_Texto original_
☆ ☆ ☆
Fue así como empecé a sentir la trascendencia del momento, la que tenía que ver necesariamente con el reto de entender la inmortalidad del alma.

Mis profesores de física y de mecánica dirían que la energía no se destruye, simplemente se transforma.

Pues, algo similar y más sublime sucede con las personas. Simplemente se transforman, dejan de ser en este mundo, para empezar a ser en otro más sublime y duradero, o mejor, permanente. Somos espíritu puro, y, en ello, es que somos realmente semejantes a Dios. Estamos en Él y somos parte de su esencia en cuanto hemos sido creados por El, a su imagen y semejanza.

Igualmente, somos creados en libertad, porque es consustancial a la humanidad merecer, en la medida en que los logros que alcanzamos nos realizan como personas, pero, igualmente, engrandecen nuestra condición humana como producto del buen uso de nuestra libertad de elegir. Por eso, del buen uso de la libertad y del alcance de los correspondientes logros, sentimos que son nuestros, producto de nuestro esfuerzo y, por tanto, los merecemos. He ahí el premio al buen uso de nuestra individualidad en medio de un ambiente pleno de libertad.

Pues, en la medida en que estamos afectados por la enfermedad, estamos plenos de libertad de elegir. Podemos optar por el suicidio y quitarnos la vida corporal, para evitar tantos sufrimientos y no enfrentar, hasta las últimas consecuencias, la situación que nos tocó vivir, o, podemos asumir nuestra condición, sin alterar el curso de la vida aceptando las graves implicaciones de tomar la decisión de vivir hasta el último día que nos permita la enfermedad.
☆ ☆ ☆
_Extractos de datos_

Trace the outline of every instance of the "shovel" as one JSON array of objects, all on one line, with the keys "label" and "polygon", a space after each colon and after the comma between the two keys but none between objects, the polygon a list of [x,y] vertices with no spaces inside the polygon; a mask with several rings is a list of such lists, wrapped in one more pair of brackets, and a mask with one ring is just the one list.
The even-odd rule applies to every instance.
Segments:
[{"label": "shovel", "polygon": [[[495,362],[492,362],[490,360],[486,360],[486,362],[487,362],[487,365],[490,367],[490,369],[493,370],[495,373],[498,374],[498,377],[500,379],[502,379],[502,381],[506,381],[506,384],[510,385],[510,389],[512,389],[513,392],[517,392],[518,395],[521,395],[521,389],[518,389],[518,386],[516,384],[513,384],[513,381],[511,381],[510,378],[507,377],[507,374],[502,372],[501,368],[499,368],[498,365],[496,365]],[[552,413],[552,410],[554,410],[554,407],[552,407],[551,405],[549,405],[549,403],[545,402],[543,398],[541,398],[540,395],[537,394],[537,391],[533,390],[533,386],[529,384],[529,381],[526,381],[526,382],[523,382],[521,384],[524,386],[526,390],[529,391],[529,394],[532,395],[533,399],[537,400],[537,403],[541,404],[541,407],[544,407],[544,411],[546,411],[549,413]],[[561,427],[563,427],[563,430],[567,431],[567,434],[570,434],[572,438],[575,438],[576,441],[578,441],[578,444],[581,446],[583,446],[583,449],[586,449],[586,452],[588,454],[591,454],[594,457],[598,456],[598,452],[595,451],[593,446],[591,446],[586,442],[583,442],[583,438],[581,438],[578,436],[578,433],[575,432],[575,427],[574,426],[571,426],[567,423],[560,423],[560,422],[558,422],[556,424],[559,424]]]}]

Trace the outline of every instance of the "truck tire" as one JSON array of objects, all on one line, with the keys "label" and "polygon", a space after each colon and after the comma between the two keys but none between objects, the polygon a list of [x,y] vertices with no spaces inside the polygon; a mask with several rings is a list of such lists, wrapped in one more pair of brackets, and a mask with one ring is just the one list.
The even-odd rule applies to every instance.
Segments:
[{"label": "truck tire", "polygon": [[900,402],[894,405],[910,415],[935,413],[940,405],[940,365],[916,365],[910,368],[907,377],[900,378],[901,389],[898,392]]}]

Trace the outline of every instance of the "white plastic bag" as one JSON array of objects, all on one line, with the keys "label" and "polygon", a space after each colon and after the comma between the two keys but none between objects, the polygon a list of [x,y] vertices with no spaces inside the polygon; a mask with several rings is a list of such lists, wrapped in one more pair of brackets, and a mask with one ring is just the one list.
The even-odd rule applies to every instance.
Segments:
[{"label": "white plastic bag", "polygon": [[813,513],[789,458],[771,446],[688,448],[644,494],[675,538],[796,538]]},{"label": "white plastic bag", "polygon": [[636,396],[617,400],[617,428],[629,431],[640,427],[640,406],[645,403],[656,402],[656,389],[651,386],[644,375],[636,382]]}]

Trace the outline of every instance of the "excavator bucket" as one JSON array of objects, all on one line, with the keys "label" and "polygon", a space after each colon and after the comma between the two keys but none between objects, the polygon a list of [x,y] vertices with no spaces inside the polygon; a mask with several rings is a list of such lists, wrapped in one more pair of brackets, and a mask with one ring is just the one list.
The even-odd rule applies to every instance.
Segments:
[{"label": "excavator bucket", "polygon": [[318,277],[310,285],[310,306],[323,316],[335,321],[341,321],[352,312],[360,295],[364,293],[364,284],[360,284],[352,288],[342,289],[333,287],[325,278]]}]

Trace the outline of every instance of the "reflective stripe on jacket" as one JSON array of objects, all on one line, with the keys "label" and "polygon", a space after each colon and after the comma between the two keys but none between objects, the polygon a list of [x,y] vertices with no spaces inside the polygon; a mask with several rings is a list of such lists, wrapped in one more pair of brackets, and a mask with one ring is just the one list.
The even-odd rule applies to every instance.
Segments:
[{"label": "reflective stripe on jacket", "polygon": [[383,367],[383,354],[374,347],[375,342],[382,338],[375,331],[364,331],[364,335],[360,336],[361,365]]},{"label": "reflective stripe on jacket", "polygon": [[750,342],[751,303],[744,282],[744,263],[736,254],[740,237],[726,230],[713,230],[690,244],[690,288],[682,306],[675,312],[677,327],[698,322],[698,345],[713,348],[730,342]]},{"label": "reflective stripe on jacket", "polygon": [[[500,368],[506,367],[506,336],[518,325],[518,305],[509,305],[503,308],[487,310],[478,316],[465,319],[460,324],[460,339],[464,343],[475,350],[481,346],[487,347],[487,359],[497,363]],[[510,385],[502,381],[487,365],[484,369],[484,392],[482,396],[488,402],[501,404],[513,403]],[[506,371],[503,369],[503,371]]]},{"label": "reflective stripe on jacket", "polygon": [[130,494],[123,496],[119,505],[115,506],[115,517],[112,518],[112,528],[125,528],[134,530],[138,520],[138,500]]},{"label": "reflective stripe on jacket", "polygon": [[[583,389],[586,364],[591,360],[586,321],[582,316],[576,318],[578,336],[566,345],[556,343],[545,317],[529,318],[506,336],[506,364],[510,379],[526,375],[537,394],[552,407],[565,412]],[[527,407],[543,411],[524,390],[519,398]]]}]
☆ ☆ ☆
_Inténtalo_
Reproduce completo el texto sobre la inmortalidad del alma, sin alterar ni una palabra.

_Resultado a continuación_
Fue así como empecé a sentir la trascendencia del momento, la que tenía que ver necesariamente con el reto de entender la inmortalidad del alma.

Mis profesores de física y de mecánica dirían que la energía no se destruye, simplemente se transforma.

Pues, algo similar y más sublime sucede con las personas. Simplemente se transforman, dejan de ser en este mundo, para empezar a ser en otro más sublime y duradero, o mejor, permanente. Somos espíritu puro, y, en ello, es que somos realmente semejantes a Dios. Estamos en Él y somos parte de su esencia en cuanto hemos sido creados por El, a su imagen y semejanza.

Igualmente, somos creados en libertad, porque es consustancial a la humanidad merecer, en la medida en que los logros que alcanzamos nos realizan como personas, pero, igualmente, engrandecen nuestra condición humana como producto del buen uso de nuestra libertad de elegir. Por eso, del buen uso de la libertad y del alcance de los correspondientes logros, sentimos que son nuestros, producto de nuestro esfuerzo y, por tanto, los merecemos. He ahí el premio al buen uso de nuestra individualidad en medio de un ambiente pleno de libertad.

Pues, en la medida en que estamos afectados por la enfermedad, estamos plenos de libertad de elegir. Podemos optar por el suicidio y quitarnos la vida corporal, para evitar tantos sufrimientos y no enfrentar, hasta las últimas consecuencias, la situación que nos tocó vivir, o, podemos asumir nuestra condición, sin alterar el curso de la vida aceptando las graves implicaciones de tomar la decisión de vivir hasta el último día que nos permita la enfermedad.